Given passage
* Start *

Monthly Archives: November 2016

farhan-akhtar-singing

Why the fuck is Farhan Akhtar considered a singer?

There used to be a show on Channel V called Love to Hate you, where celebrities would meet their haters and try to change their opinion. The show was mildly exciting, except for Arjun Rampal, also known in scientific circles as Saraca asoca.

In the episode starring Farhan Akhtar, his hater accused him of being a miserable singer, asking him to stick to directing. On that show, Farhan Akhtar said something really sensible – ‘There’s no particular reason why a person chooses to do something. You can’t question that choice – at that point, it seemed right to do it’. Firm logic.

Farhan Akhtar’s film Dil Chahta Hai in my opinion changed the way Hindi films are made today, turning the idea of a hero right on its head. I have lost track of the number of times I have watched the film, and learnt to mimic Saif Ali Khan just so I could say his lines from the movie. So, I have respect for the man.

I liked Lakshya and Don too, to an extent. And then, Farhan Akhtar started acting. Which again, is not a problem. He usually plays the witty South Bombay guy who writes poetry, like the coming-of-old-age film Zindagi Na Milegi Dobara. Any film where he wasn’t that guy has flopped. It is with Farhan Akhtar’s singing that I have a problem.

THE GUY CAN’T FUCKING SING.

Ever since Rock On, with its pseudo-rock and quasi-profound lyrics came out, Farhan Akhtar has been portrayed as some sort of rockstar. Truth is, the songs in films are heavily auto-tuned. Take for example the scene from Rock On where they sing Saason ki zaroorat at a Garbha. A layman could tell the guy is missing the notes in those two lines.

I heard him live once, and it felt like two gnomes were fucking both my ears at the same time. He was off-key, managed to hold the tune for about half the songs, and left a grating feeling at the back of my head – like when the teacher would write on an old blackboard with chalk. Or when you run your nails against a wall that’s just been whitewashed.

The guy is barely what we call a ‘bathroom singer’, but nobody has told him that yet. He continues to sing songs in his raspy, friendly-pedophile voice, and does shows all over the country, while there are genuine musicians who have devoted decades to the art, and are as famous as Venkatpathy Raju.

In fact, so obsessed are we with Bollywood that even after nearly 70 years as an independent nation, we have no pop, rock or indie music scene in the country. Bollywood gobbled up the fledgling Indipop scene that thrived in the 90s, and all we have today is Arijit Singh covers of every song imaginable.

This obsession is the reason Pakistan’s Coke Studio sounds orgasmic whereas our version is like a semi-boner. Actors continue to sing songs without being able to tell the difference between Sa and Pa, and people go gaga over them because we can’t look beyond cricket and films in our country. Which is why you have Salman Khan singing for Fuckall Pancholi, Alia Bhatt piss over a Rahat Fateh Ali Khan song, and even Sanjay Dutt singing songs. Listen to these songs more than once, and you begin to feel you have piles in your ears.

* End *

Exercise requirements
A: In the Farhan Akhtar post, what is the name of the Channel V show where celebrities met their haters?
B: Write out the stretch of the Farhan Akhtar post from "farhan-akhtar-singing" through "it’. Firm logic.".
The entries come from a different source than the Farhan Akhtar post.

Material

* Start *

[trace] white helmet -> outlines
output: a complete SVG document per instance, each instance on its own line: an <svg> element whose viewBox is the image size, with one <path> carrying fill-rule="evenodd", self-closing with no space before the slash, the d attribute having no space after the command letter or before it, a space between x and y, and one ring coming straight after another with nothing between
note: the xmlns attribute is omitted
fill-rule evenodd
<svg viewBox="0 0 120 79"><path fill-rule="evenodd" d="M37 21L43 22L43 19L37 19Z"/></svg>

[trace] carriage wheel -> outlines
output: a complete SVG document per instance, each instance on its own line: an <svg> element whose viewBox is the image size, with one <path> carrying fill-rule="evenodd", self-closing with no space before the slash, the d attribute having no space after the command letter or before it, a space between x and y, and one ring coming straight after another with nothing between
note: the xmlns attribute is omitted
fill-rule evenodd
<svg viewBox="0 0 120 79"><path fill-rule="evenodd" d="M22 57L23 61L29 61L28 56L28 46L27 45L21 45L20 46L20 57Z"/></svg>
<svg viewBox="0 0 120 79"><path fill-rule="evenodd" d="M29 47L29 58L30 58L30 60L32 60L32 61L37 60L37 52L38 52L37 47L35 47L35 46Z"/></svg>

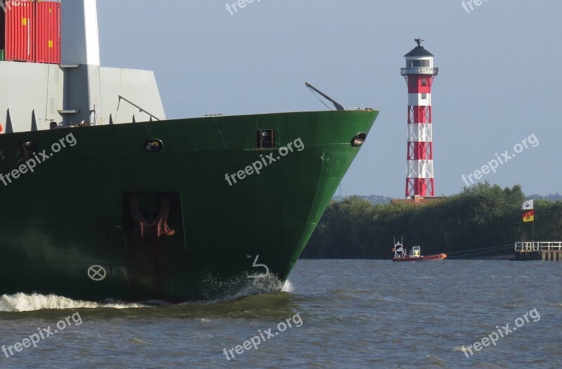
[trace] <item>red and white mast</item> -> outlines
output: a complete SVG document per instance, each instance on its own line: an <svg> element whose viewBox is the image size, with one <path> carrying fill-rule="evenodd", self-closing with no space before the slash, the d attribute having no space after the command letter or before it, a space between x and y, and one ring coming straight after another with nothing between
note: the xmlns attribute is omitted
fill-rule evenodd
<svg viewBox="0 0 562 369"><path fill-rule="evenodd" d="M406 54L406 67L400 73L408 86L408 149L406 197L435 196L433 177L431 85L438 68L433 55L424 48L422 40Z"/></svg>

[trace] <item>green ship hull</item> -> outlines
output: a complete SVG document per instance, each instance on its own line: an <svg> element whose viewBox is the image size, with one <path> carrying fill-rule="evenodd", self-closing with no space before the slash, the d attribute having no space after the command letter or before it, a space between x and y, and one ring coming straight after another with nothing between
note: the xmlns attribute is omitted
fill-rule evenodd
<svg viewBox="0 0 562 369"><path fill-rule="evenodd" d="M0 135L0 294L180 302L282 283L377 114Z"/></svg>

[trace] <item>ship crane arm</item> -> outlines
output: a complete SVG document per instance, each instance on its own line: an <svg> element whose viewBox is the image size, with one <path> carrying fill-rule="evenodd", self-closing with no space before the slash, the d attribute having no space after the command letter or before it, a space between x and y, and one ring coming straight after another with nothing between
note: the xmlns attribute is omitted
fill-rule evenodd
<svg viewBox="0 0 562 369"><path fill-rule="evenodd" d="M334 99L332 99L332 98L330 98L329 96L328 96L327 95L326 95L323 92L320 91L320 90L318 90L318 88L316 88L315 87L312 86L308 82L306 82L305 84L306 85L306 87L308 87L308 88L312 90L313 91L317 92L320 95L322 95L322 98L324 98L327 100L328 100L330 102L332 102L332 104L334 104L334 106L336 107L336 110L346 110L346 108L344 107L344 106L341 104L340 104L337 101L334 100Z"/></svg>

* End *

Answers given
A: Love to Hate you

B:
farhan-akhtar-singing

Why the fuck is Farhan Akhtar considered a singer?

There used to be a show on Channel V called Love to Hate you, where celebrities would meet their haters and try to change their opinion. The show was mildly exciting, except for Arjun Rampal, also known in scientific circles as Saraca asoca.

In the episode starring Farhan Akhtar, his hater accused him of being a miserable singer, asking him to stick to directing. On that show, Farhan Akhtar said something really sensible – ‘There’s no particular reason why a person chooses to do something. You can’t question that choice – at that point, it seemed right to do it’. Firm logic.